> _YOUR GOAL_:
Reproduce exactly, from the data that follows, the line with "Report one dot per instance of the upright", the line with "Report one dot per instance of the van headlight", and every line that lies between them.

..............................

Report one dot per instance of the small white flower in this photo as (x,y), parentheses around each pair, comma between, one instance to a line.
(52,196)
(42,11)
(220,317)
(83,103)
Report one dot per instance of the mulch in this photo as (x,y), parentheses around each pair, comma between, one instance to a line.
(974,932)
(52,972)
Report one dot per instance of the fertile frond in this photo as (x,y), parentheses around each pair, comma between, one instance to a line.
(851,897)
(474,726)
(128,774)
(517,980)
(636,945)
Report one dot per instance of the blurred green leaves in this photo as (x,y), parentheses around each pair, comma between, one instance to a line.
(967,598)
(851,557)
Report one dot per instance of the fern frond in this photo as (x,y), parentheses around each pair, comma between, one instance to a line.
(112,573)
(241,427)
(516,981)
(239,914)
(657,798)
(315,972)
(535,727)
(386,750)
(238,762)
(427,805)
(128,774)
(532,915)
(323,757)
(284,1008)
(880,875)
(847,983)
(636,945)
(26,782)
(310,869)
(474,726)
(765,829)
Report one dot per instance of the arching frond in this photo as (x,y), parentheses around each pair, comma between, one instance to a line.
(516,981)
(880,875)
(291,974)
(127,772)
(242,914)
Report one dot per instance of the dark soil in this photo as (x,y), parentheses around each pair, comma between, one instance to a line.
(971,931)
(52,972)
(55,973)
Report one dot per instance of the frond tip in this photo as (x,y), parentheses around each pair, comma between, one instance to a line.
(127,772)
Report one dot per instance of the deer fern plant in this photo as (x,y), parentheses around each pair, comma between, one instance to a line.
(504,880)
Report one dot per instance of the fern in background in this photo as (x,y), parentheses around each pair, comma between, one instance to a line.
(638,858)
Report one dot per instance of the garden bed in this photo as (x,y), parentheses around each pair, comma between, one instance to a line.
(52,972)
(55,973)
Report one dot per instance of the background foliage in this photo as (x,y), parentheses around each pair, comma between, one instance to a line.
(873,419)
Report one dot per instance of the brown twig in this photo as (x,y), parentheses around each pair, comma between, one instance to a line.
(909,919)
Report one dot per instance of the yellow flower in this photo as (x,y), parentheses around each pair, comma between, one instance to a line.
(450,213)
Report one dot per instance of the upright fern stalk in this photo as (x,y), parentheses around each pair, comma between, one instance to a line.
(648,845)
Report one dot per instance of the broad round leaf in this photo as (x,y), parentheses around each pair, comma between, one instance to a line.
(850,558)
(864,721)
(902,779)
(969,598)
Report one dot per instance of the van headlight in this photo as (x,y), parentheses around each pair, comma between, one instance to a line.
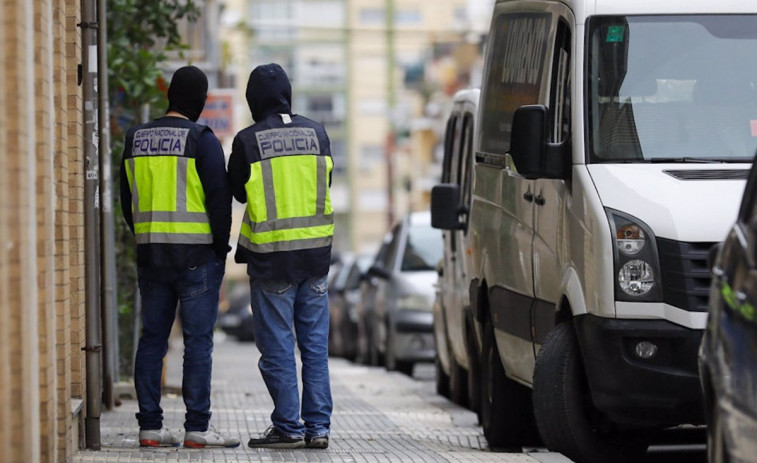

..............................

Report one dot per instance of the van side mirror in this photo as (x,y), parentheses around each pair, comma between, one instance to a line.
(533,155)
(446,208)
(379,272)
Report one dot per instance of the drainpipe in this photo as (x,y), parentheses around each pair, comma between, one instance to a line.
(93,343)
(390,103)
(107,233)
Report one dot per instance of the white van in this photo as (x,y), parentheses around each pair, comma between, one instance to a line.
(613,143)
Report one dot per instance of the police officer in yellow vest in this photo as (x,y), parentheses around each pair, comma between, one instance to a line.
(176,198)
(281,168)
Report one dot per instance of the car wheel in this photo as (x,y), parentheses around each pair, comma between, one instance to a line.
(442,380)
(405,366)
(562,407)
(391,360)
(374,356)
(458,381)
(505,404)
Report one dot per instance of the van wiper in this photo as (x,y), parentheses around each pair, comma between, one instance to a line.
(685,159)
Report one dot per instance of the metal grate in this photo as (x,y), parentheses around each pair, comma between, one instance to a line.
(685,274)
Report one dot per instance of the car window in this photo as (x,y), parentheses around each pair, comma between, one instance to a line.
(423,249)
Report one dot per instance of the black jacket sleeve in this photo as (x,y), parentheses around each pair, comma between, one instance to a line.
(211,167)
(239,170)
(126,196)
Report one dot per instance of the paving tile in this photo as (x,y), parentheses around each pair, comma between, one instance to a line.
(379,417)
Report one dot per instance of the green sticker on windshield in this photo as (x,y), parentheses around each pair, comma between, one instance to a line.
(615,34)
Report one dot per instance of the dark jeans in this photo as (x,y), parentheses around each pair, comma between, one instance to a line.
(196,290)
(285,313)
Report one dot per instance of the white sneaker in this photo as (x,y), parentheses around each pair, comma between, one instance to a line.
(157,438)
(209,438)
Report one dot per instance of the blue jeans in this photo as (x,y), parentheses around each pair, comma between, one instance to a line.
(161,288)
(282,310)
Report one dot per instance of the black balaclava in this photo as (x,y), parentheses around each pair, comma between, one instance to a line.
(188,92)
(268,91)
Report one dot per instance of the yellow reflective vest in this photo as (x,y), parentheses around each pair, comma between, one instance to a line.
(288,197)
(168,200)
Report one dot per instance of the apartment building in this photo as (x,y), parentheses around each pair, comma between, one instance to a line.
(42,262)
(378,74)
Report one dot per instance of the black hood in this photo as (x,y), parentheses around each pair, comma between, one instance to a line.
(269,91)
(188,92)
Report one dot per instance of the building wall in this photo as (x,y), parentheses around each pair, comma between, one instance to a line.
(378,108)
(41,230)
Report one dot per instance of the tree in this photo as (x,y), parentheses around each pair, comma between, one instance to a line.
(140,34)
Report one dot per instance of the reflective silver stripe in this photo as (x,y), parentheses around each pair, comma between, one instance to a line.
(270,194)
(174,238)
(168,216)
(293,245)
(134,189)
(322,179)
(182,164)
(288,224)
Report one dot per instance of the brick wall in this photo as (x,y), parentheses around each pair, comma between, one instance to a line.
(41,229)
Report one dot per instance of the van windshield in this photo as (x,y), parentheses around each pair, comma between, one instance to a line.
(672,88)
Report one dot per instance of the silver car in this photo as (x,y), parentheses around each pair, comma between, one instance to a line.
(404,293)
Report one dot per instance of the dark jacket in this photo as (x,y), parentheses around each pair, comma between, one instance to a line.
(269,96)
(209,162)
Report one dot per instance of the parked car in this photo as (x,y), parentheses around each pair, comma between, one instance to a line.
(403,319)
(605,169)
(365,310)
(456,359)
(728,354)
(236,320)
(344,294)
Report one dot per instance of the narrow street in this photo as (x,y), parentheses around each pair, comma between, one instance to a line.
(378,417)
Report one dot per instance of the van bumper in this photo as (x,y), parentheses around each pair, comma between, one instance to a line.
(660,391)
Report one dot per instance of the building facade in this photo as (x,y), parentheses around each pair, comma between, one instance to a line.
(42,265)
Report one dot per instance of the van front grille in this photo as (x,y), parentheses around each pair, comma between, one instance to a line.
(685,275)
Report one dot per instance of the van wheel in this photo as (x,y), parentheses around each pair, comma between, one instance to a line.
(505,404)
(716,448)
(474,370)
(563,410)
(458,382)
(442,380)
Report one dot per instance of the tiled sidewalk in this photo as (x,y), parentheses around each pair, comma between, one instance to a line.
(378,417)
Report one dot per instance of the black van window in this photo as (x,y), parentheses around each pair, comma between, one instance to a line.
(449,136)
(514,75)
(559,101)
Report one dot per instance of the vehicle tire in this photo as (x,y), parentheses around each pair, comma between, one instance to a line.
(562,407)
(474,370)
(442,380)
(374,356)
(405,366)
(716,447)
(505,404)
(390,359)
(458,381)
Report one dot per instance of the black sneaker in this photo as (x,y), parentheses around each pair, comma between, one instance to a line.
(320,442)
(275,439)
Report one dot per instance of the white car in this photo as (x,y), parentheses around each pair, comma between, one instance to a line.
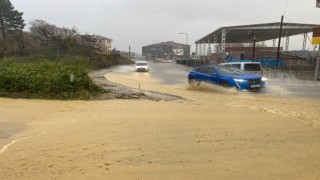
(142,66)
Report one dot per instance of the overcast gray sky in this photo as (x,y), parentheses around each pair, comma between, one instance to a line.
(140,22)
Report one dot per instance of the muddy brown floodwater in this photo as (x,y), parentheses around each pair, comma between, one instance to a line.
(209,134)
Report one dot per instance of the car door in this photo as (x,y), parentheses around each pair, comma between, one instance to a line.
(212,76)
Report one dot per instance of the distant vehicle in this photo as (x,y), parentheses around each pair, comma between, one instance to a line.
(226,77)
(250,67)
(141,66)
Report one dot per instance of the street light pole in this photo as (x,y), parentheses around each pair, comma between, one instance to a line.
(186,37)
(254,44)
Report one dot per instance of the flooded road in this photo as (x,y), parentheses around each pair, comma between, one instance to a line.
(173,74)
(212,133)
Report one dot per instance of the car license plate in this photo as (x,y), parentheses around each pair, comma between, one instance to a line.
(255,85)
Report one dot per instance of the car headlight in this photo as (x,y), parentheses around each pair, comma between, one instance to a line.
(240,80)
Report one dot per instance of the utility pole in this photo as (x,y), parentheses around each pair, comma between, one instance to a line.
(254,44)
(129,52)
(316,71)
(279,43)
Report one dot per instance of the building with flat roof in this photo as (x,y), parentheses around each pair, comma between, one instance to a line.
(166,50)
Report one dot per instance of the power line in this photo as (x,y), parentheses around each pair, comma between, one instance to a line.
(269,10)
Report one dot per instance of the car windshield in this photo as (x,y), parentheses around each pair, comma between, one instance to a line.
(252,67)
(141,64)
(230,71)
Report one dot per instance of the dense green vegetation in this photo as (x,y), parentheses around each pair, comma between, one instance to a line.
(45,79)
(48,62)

..............................

> _EXERCISE SOLUTION_:
Report one dot per instance of the upright fern stalk in this photo as (x,y), parentheses around each pair, comma between, one instance to a line.
(648,845)
Report one dot per instance of the broad round leaf in this photo as (x,y), parentheses around each pair, comma between, one instance to a line.
(850,558)
(864,721)
(902,779)
(969,598)
Report one dot per instance of the van headlight in this photo as (x,y), parentheses around each pair, comma between, one instance to a line.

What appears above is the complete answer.